§ Task set
- a) In the passage on memory and hope below, which road is getting busy as it approaches 9am?
- b) Write a continuation of the passage on memory and hope below, picking up after its final sentence.

It’s bin collection day. In any case, the A591 is getting busy now it’s approaching 9am. The birds are raucous in the trees, unwittingly competing with the sound of traffic – but when there is a break in the traffic, being here is like being in a dome of sound: tweets and chits and chats and phees and phews resonate in busy conversation. And I’m here, with memory and hope.
Memory and hope
So much hinges on these two things
What do we remember – individually and collectively? And how many of these memories are manufactured by media, by writing, by spin? Even at a personal level the truth can be slippery, our memory vulnerable to influence – we all have that curiosity about an early memory: do I remember that actually happening, or did a photograph lay a the memory in my mind, which has construed an entire story of events and feelings?
Memories are not always reliable.
Two people in the same place at the same time, with each other in the same situation, may remember the event differently. And there are memories that offer up valuable lessons; something to hold on to, to heed, to use as a guide so as not to repeat mistakes.

§ Record set
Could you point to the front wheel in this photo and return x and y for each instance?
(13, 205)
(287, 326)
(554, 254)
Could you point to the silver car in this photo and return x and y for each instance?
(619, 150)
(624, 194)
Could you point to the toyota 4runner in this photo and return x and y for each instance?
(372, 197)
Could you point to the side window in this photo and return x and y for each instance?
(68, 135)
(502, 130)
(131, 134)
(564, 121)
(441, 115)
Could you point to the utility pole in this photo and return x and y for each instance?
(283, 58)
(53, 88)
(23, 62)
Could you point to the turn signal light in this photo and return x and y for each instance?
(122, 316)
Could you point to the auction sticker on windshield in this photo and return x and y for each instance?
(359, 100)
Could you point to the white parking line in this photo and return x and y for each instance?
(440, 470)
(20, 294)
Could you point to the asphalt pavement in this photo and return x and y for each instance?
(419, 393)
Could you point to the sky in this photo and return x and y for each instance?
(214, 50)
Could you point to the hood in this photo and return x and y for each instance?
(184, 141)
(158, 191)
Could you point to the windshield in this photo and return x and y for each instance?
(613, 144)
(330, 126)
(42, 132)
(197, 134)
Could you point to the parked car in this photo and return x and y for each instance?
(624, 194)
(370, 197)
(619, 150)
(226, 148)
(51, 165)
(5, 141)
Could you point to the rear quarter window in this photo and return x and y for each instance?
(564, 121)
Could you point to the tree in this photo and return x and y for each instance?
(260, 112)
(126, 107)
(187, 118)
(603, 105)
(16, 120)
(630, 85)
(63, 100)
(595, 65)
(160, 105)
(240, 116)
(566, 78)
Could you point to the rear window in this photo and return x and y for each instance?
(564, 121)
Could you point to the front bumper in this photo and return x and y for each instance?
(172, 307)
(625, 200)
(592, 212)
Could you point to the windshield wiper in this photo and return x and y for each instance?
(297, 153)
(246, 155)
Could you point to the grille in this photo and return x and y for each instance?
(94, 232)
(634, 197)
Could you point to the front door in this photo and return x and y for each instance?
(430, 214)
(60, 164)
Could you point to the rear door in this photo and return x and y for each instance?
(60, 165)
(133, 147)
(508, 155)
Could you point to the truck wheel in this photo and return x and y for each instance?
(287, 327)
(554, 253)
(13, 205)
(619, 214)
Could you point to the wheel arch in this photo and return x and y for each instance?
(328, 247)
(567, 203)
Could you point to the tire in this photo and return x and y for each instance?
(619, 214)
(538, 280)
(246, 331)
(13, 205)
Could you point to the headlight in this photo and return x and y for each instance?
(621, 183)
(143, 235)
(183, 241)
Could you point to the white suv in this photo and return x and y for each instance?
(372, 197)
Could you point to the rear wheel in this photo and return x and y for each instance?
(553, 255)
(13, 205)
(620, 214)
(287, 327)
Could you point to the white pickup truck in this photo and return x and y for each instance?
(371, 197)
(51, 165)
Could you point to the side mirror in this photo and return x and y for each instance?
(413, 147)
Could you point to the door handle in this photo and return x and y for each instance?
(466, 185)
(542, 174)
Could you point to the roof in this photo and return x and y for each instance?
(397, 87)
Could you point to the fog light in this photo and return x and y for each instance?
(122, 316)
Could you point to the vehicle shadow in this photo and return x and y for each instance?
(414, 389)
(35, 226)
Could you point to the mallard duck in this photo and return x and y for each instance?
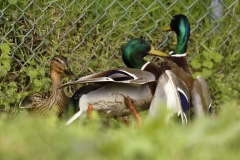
(117, 89)
(200, 96)
(42, 102)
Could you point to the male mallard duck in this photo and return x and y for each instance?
(124, 85)
(200, 96)
(43, 102)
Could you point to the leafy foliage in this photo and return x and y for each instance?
(206, 138)
(92, 36)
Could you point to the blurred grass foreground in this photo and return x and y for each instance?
(208, 138)
(90, 34)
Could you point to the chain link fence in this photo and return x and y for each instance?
(91, 32)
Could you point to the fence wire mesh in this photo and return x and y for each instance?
(91, 32)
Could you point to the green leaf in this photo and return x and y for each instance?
(12, 1)
(205, 54)
(208, 64)
(217, 57)
(3, 71)
(37, 83)
(32, 74)
(5, 48)
(206, 73)
(195, 64)
(6, 64)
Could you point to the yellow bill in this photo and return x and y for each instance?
(156, 52)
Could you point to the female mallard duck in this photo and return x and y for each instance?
(200, 96)
(42, 102)
(136, 84)
(112, 97)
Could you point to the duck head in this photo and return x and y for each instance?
(180, 25)
(135, 50)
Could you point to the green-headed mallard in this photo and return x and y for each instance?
(42, 102)
(122, 85)
(200, 96)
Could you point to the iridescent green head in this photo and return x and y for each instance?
(135, 50)
(180, 25)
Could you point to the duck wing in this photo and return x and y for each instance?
(121, 75)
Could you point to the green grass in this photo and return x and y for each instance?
(206, 138)
(92, 37)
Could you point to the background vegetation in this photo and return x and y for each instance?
(91, 34)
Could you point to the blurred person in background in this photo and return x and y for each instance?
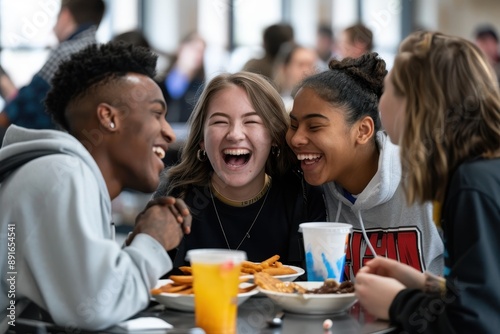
(293, 63)
(7, 87)
(325, 44)
(486, 38)
(354, 41)
(134, 37)
(183, 78)
(75, 28)
(273, 38)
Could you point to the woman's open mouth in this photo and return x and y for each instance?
(236, 157)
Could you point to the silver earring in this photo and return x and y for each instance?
(275, 150)
(201, 155)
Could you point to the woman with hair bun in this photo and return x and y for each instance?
(335, 132)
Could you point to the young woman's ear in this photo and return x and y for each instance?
(365, 130)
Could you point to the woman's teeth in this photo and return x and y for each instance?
(160, 152)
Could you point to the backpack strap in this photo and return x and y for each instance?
(16, 161)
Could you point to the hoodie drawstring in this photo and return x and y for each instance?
(364, 234)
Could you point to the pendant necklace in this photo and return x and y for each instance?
(247, 234)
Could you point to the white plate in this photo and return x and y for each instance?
(182, 302)
(284, 278)
(311, 303)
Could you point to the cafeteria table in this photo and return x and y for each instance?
(252, 318)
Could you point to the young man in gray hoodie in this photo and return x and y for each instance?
(55, 209)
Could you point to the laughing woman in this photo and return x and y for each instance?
(238, 175)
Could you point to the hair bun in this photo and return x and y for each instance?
(368, 69)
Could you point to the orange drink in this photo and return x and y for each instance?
(216, 275)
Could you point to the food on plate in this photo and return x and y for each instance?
(271, 266)
(330, 286)
(184, 285)
(268, 282)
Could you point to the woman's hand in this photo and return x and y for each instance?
(406, 275)
(376, 293)
(380, 280)
(166, 219)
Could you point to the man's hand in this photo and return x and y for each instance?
(166, 219)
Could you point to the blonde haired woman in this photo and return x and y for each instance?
(442, 105)
(238, 176)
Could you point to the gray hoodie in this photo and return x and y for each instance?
(395, 230)
(57, 210)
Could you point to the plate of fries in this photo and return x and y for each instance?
(272, 266)
(177, 294)
(299, 297)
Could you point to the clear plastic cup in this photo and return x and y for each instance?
(216, 278)
(325, 245)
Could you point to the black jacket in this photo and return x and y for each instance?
(471, 227)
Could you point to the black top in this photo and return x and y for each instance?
(290, 202)
(471, 226)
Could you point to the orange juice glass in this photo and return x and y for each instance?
(216, 275)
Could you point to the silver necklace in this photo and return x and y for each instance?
(247, 235)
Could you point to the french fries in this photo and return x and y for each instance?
(271, 266)
(183, 284)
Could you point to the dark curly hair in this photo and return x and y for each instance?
(96, 64)
(354, 84)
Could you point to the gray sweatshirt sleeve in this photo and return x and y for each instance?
(67, 263)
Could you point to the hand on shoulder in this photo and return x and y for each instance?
(166, 219)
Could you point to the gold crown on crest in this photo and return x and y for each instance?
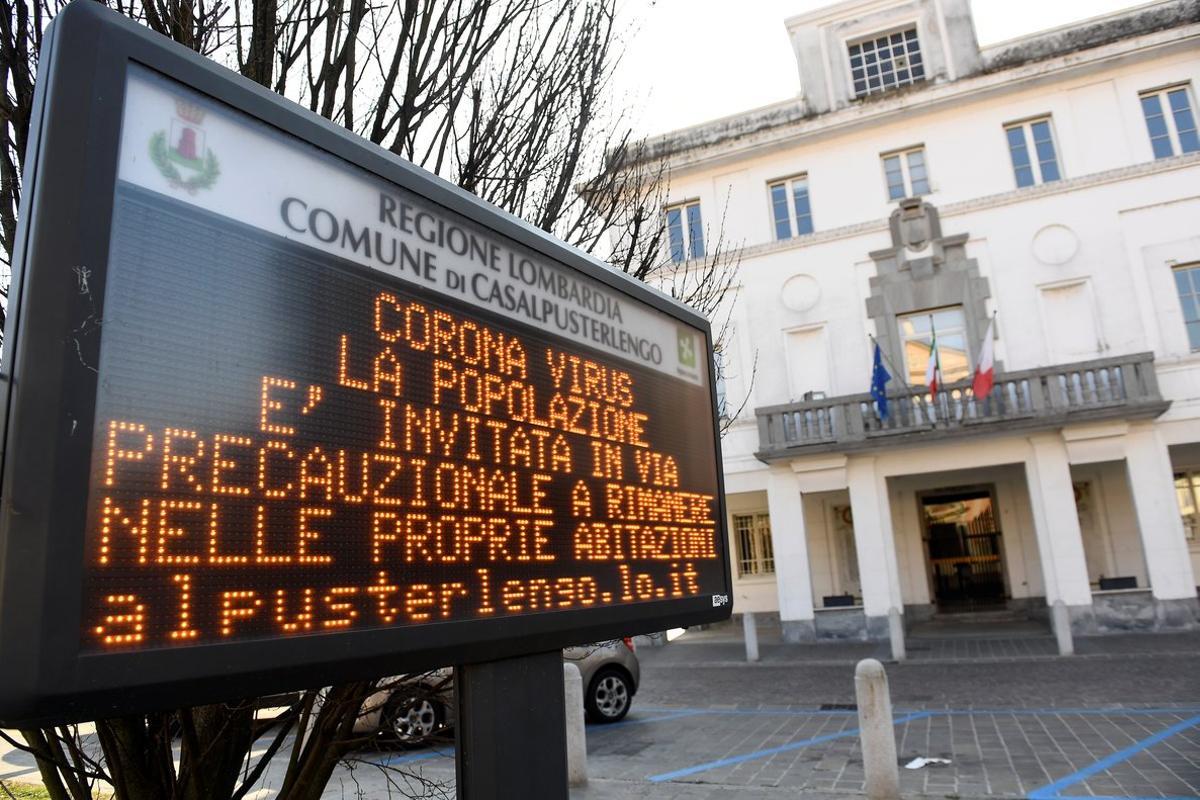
(190, 112)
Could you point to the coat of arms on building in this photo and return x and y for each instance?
(180, 154)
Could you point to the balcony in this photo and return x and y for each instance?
(1122, 388)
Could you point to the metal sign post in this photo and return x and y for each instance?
(511, 729)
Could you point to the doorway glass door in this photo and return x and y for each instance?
(964, 551)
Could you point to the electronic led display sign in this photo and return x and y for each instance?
(285, 410)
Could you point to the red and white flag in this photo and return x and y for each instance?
(934, 371)
(985, 371)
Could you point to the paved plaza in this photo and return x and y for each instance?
(1119, 720)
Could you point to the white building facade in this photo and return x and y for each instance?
(922, 184)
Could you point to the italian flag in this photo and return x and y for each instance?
(934, 371)
(985, 371)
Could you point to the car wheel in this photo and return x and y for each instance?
(609, 696)
(412, 720)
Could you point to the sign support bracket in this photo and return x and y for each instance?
(511, 725)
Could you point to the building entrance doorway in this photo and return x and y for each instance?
(965, 555)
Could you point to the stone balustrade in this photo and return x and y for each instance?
(1029, 400)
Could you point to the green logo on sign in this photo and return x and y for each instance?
(687, 349)
(181, 156)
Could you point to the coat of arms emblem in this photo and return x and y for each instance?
(180, 154)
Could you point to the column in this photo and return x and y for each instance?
(1056, 524)
(875, 543)
(791, 549)
(1168, 563)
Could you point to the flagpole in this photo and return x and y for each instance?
(893, 367)
(937, 355)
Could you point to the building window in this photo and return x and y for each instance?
(1187, 283)
(1170, 121)
(917, 336)
(685, 232)
(887, 61)
(905, 173)
(790, 206)
(1187, 492)
(1031, 146)
(755, 554)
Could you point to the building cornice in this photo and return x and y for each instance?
(785, 124)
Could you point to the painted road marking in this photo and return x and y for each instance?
(1051, 792)
(772, 751)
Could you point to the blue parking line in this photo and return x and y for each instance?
(1051, 792)
(413, 757)
(771, 751)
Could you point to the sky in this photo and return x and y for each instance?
(688, 61)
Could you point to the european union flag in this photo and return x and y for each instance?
(880, 378)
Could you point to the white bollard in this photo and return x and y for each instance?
(876, 732)
(1060, 619)
(751, 635)
(895, 631)
(576, 737)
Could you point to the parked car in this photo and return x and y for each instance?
(420, 708)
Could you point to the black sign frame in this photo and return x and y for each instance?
(48, 411)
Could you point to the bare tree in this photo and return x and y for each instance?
(511, 100)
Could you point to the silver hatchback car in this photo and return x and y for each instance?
(420, 708)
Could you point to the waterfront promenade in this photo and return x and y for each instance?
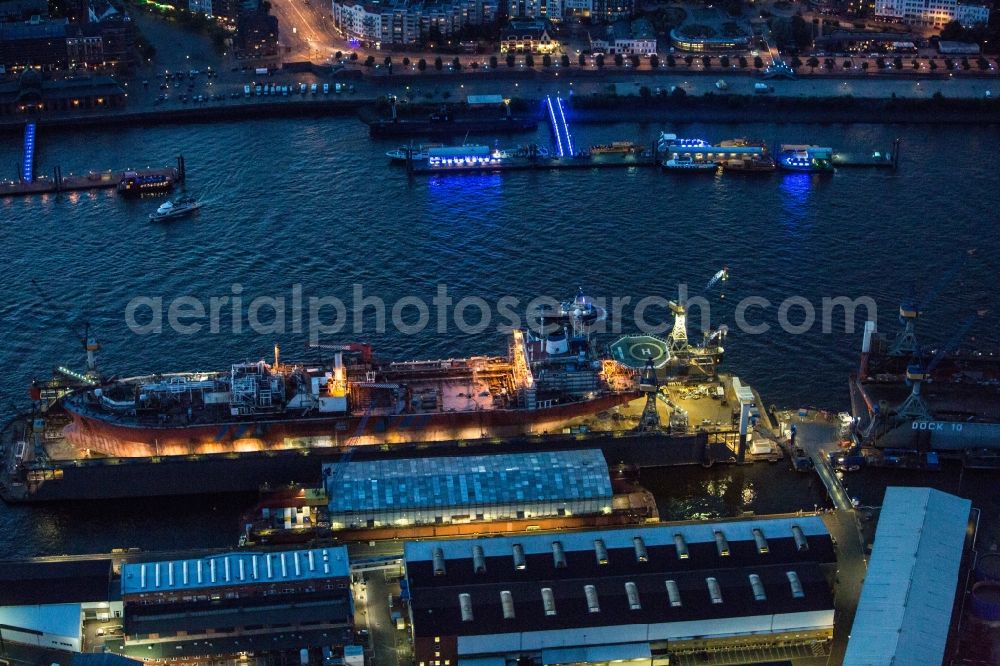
(230, 102)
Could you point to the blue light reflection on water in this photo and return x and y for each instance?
(476, 195)
(795, 189)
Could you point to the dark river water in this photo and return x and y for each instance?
(311, 205)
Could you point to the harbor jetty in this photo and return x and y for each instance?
(164, 177)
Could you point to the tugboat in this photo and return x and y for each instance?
(180, 207)
(806, 159)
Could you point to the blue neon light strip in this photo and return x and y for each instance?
(555, 126)
(569, 137)
(27, 167)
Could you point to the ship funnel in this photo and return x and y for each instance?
(866, 342)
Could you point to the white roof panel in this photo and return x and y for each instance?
(906, 602)
(52, 619)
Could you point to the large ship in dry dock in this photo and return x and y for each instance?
(274, 421)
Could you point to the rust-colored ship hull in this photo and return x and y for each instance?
(126, 440)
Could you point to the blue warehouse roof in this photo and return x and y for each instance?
(230, 569)
(474, 480)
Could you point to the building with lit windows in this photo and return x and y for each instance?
(451, 489)
(44, 604)
(581, 8)
(409, 21)
(524, 36)
(641, 596)
(188, 610)
(635, 38)
(932, 13)
(612, 10)
(717, 43)
(535, 9)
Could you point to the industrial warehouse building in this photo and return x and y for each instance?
(906, 608)
(440, 490)
(44, 604)
(187, 610)
(641, 595)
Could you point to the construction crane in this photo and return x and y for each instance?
(911, 308)
(87, 338)
(917, 373)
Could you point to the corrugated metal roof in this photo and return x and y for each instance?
(906, 602)
(232, 569)
(53, 619)
(660, 535)
(473, 480)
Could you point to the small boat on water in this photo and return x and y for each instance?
(762, 164)
(743, 142)
(398, 156)
(688, 163)
(743, 155)
(806, 159)
(616, 147)
(180, 207)
(668, 140)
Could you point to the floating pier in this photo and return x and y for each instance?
(888, 159)
(92, 180)
(647, 159)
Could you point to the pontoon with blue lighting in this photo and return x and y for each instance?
(806, 159)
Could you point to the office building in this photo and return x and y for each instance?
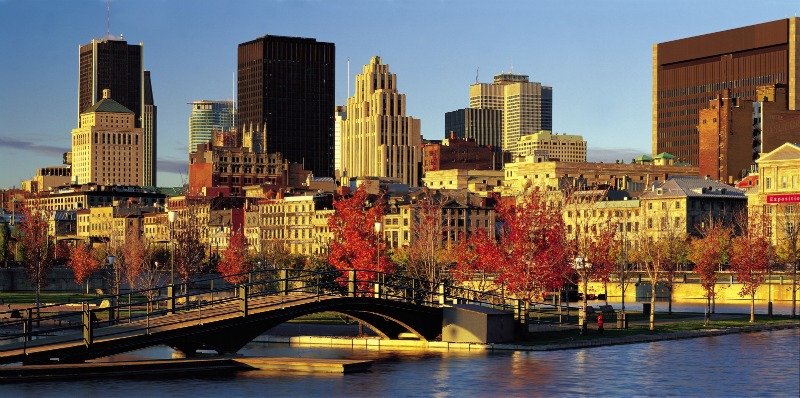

§ Solved tasks
- a) The A591.

- b)
Then there’s institutional memory; and how long something persist before it becomes the accepted way, the ‘right’ way, and breeds habit: ‘this is the way it’s alwaysbeen done’. Now, though, as a local and global society we are at a pivotal point, when rather than being a gradual and organic adaptation to a multitude of factors, change is necessary, and it would be best if change were driven by considered, planned action. What change lies ahead in this national park, and in the way individuals and organisations care for and manage the environment, here, and elsewhere? This is where hope comes in.
What do we hope for?
What can we be brave enough to hope for? And how then do we follow up on that? When does a shared wave of hope translate into action?
In the mid-nineteenth century, German philosopher Nietzsch mused that ‘hope in reality is the worst of all evil because it prolongs the torments of man’. I used to agree with him, and think that hope was futile, ineffective in itself, based only on a fantasy projected into the future and as empty, in reality, as the fantasies we create in our creative remembering of the past. But my view is shifting – and I now think that hope can be a strong driver for what happens, as long as it is followed through with action. Rebecca Solnit, in her excellent book ‘Hope in the Dark’, sums it up nicely.
“Hope just means another world might be possible … Hope calls for action; action is impossible without hope.”
I’m standing here beneath the radiant green canopy of old oak trees, looking over a lake that’s reflecting a changing sky, grey on blue on black on white on blue. Above me, there’s a flurry of activity – long tailed tits are playing and flirting, chitting at one another, chasing, darting, flitting. A duck drifts by with eight fluffy chicks following her, and two geese honk noisily as they flap their way south.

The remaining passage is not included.